- [TRY IT] The expected output is every entry, repeated exactly.

[Items listed in a dataset]
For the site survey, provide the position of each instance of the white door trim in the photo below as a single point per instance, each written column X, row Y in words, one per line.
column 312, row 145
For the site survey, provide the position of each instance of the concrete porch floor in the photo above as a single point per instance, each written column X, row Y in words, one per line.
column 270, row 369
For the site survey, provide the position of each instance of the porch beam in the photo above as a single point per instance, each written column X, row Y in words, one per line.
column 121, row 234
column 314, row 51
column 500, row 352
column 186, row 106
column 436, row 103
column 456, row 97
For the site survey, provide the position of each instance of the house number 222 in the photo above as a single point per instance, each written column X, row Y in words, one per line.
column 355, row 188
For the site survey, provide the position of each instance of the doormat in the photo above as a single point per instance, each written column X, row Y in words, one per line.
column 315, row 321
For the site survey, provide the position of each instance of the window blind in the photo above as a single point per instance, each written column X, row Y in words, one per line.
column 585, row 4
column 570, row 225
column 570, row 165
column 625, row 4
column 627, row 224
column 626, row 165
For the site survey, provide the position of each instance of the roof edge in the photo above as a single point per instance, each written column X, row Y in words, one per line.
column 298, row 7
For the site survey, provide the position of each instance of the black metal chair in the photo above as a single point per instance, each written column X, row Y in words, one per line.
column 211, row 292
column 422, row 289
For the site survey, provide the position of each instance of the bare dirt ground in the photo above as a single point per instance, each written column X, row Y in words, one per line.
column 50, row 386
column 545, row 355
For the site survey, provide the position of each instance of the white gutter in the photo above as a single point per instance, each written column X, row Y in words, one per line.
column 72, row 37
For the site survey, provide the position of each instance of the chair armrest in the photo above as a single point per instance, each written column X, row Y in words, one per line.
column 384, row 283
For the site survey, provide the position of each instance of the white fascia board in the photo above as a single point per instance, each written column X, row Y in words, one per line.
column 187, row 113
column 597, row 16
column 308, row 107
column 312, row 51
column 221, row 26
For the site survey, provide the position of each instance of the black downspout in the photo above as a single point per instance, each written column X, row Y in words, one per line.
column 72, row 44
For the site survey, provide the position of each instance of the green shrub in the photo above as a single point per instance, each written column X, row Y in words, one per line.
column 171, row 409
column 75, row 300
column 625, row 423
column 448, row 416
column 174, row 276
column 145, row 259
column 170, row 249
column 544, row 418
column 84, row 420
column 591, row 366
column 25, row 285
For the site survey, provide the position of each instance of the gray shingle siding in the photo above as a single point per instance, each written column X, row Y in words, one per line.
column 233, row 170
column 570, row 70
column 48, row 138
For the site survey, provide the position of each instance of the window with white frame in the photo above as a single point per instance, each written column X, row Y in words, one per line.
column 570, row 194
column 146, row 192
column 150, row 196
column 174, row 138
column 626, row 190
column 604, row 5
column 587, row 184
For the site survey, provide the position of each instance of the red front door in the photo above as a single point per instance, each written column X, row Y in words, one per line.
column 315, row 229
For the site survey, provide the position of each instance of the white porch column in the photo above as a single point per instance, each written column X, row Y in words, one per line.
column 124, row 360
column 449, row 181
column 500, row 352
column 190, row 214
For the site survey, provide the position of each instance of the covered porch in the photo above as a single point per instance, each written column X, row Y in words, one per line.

- [YOUR RESPONSE]
For the site survey, provide the position of each instance of the white door trim in the photo below as a single point per instance, each written column X, row Y in words, one per line.
column 312, row 145
For the site survey, provide the position of each instance of the concrete porch floor in the photo above as a single point per instance, each written column X, row Y in words, one per line.
column 270, row 369
For the site survey, provide the position of each instance of the porch beam in the photo above as a single point per instance, each written column X, row Y in words, one per line.
column 121, row 234
column 314, row 51
column 500, row 352
column 186, row 106
column 436, row 103
column 456, row 97
For the site survey, provide the position of each instance of the house number 222 in the photo above as a single point per instance, each written column X, row Y in words, one per line.
column 355, row 188
For the site survey, provide the position of each instance of the doormat in the photo above as a single point per instance, each written column X, row Y in words, one per line.
column 315, row 321
For the site survey, provide the position of each instance of the window blind in the photo above as a single point per instance, each written column X, row Y in words, one per line.
column 585, row 4
column 570, row 225
column 570, row 165
column 625, row 4
column 627, row 224
column 626, row 165
For the site survey, provide the position of each instance of the roof edge in the photo above as a single point per instance, each written column X, row Y in words, one per line.
column 298, row 7
For the site survey, provide the position of each instance of the black metal chair in the photo above as a single point per instance, each written column X, row Y in words, one per line.
column 211, row 292
column 422, row 289
For the site survey, provide the position of each instance of the bare dirt ground in the photo above as a single point per instance, each written column X, row Y in words, one per line.
column 50, row 386
column 545, row 355
For the site survey, provide the position of each instance of the white gutter in the photo above as a single point per instance, each written column X, row Y in words, one per line.
column 72, row 37
For the site survey, provide the position of each instance of the chair armrest in the photo above as a single point per instance, each written column X, row Y in words, one per line.
column 384, row 283
For the site survey, provide the position of each instance of the white fascia board in the photo above as a single point per instance, each written column X, row Y in words, one per line.
column 187, row 113
column 597, row 16
column 308, row 107
column 312, row 51
column 221, row 26
For the site survey, provide the position of each instance of the black downspout in the photo above as a single point per instance, each written column X, row Y in words, one per line.
column 72, row 44
For the site survey, provide the position of each instance of the green shrub in the photo above as a single point per instance, each written column X, row Y in words, one per line.
column 171, row 409
column 75, row 300
column 625, row 423
column 448, row 416
column 174, row 276
column 145, row 259
column 170, row 249
column 544, row 418
column 84, row 420
column 591, row 366
column 25, row 285
For the site survey, provide the position of each instance of the gray shingle siding in the photo above as a single point per instance, each written column X, row Y in words, one per line.
column 233, row 170
column 570, row 70
column 48, row 138
For the site survey, provide the position of each instance of the window with white frame in the photo above as a single point per instance, each written column X, row Y in words, one per line.
column 570, row 194
column 146, row 192
column 150, row 196
column 174, row 138
column 626, row 190
column 604, row 5
column 587, row 184
For the site survey, provide the position of each instance of the red front door in the photo above as a single point per instance, each written column X, row Y in words, one per line.
column 315, row 229
For the site survey, provide the position of each instance of the white porch column in the photo above as a single point per instance, each written column X, row Y in words, one per line.
column 124, row 360
column 449, row 181
column 500, row 352
column 190, row 214
For the site survey, provide the position of each instance of the covered porch in the photo above as a single point per instance, each written column X, row Y in words, one per line.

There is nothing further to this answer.